COVID-19 has had a devastating impact on the world. Governments and businesses have been challenged as never before. Leaders are struggling to not only manage the immediate, but also the long-term impact for their businesses. The crisis has dramatically exposed many businesses for their lack of any kind of organisational resilience. As customer demand evaporated, Zombie companies saddled with enormous layers of debt and a lack of cash reserves expired almost overnight. A survey by the UK Office of National Statistics (ONS) reported that over 50% of UK businesses only had enough cash to last six months! Consequently, the challenge of developing organisation resilience and sustainability is now top of the leadership agenda. One important question linked to this challenge is, what role will HR play in shaping the new world of business and work?
For a long time, the HR profession has struggled with a brand and identity issue. What is HR’s role? Is it strategic enough? How does it add value? Since the early 2000s, American academic and consultant Dave Ulrich championed a model that has influenced most of the world’s HR functions. By illustrating how effective people management strategies can result in increased shareholder value, Ulrich advocated a distinctive set of roles for the function. Whilst Ulrich’s business partner model was universally adopted, it is debatable whether it produced the desired outcome of putting HR at the centre of organisations. Some detractors have argued that Ulrich’s model made HR more difficult to do business with! Others have argued that it resulted in a de-skilling of the function, as traditional roles were deconstructed and outsourced.
The HR function also has a long history of fad surfing; endlessly seeking what’s new as opposed to focusing on business fundamentals. Many functions have proved themselves slow when rising to opportunities that have placed peopleat the centre of the business agenda. Whether through movements such as customer service, quality or, more recently, ‘lean’ and ‘agile’, HR has often allowed other functions such as engineering or information technology to seize the initiative and champion the approach. The consequence has been to further fuel the debate about HR’s ability to demonstrate a value-added contribution.
There is little doubt that HR functions have been working 24/7 to address the restructuring challenges and ‘terms and conditions’ fallout of the coronavirus. Many airline, retail, service and hospitality businesses are on ‘life support’. Companies are having to succumb to the brutal commercial imperatives of reducing costs and preserving cash at all costs. Severe restructuring programmes are ongoing and result in many staff experiencing ‘victim or survivor’ trauma.
Whilst this is an immediate and inevitable consequence of the crisis, HR professionals need to be alert and keep their eyes on the bigger picture. The current default position of severe cost cutting and headcount reduction may not be sufficient to guarantee long term survival. Many companies currently disappearing are products of failed markets, leadership and business models; many were in deep difficulties before the crisis. The virus simply pushed them over the edge!
Amidst the brutal restructuring, the current crisis has also, rather ironically, placed people at the centre of organisations and redefined who the ‘most valued and important people’ are! Amidst the savage cost cutting, eternal issues such as trust, openness and transparency are fast re-emerging. Protecting the health and safety of staff will be key to generating future loyalty and emotional engagement; key differentiators for the winning businesses of the future.

## [Dataset extract]
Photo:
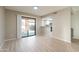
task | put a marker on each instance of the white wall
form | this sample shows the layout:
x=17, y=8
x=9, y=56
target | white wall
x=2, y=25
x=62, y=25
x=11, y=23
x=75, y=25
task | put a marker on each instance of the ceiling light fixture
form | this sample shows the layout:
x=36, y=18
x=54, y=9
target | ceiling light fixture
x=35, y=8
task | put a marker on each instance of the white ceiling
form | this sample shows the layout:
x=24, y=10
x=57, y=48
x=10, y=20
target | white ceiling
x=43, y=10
...
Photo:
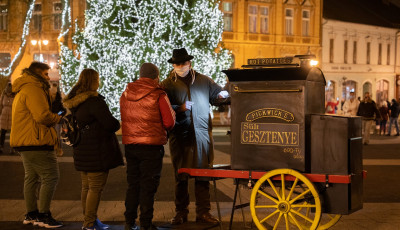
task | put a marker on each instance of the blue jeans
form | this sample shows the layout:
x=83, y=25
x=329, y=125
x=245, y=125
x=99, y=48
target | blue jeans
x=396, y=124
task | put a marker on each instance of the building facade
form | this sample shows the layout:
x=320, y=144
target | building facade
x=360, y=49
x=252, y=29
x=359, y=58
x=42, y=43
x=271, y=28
---
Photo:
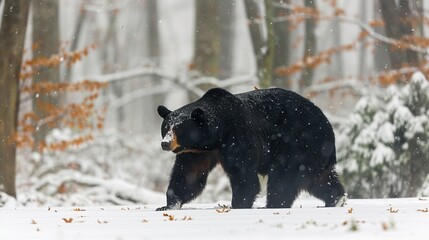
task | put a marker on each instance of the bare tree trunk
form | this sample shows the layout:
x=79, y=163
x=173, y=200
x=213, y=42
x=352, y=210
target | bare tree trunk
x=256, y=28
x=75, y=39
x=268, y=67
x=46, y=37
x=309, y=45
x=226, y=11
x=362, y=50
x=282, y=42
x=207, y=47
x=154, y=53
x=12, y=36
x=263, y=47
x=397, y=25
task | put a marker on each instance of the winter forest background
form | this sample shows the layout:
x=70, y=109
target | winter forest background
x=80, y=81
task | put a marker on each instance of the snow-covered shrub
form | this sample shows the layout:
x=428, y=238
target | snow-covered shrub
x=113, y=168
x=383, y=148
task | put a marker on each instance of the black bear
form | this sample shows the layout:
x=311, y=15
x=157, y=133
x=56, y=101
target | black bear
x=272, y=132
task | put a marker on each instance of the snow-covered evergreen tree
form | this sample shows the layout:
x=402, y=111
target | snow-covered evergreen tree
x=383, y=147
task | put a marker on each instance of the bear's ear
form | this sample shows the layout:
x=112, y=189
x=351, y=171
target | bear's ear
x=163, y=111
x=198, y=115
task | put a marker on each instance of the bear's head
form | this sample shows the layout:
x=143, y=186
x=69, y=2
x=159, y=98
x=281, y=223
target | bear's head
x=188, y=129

## [Actions to take]
A) The article about HR and the COVID-19 crisis above names the kinds of businesses that are on "life support." List every one of them.
B) Continue the article about HR and the COVID-19 crisis from its final paragraph onward.

## [Expected responses]
A) airline, retail, service, hospitality

B)
People are also asking “how did our leaders do during the crisis?” Answers to this question will have a huge impact on the return of many businesses to the new world. Traditional style leaders will be tested by a new agenda of stakeholder capitalism that elevates the environment, social contribution and justice, to new heights. Paying lip service will no longer suffice. One of the world’s most successful capitalists, Larry Fink, founder of BlackRock, is recently quoted as saying, “Going forward, there is going to be a lot more focus on society, customers, clients, family and employees.” Developing future organisational capability, sustainability and success in that agenda is something towards which many high-quality HR professionals can contribute.
But it’s going to be a tough task for HR professionals, and some are perhaps already falling into the trap of old-style HR. The financial and economic pressures are already drowning out calls for a ‘new way’ of operating. Leadership mindsets pre-occupied with short term survival, coupled with spreadsheet myopia, will look to silence radical discussions about new business, organisation or people agendas. Yet we know that resilient organisations don’t simply survive over the long term, they also prosper, develop and grow. A key learning of the crisis is that it is people that are at the heart of organisations. It is people on the intensive care ward, the supermarket checkout, the refuse truck and transport depot that have made the critical difference; not leaders or middle managers but people in the engine room.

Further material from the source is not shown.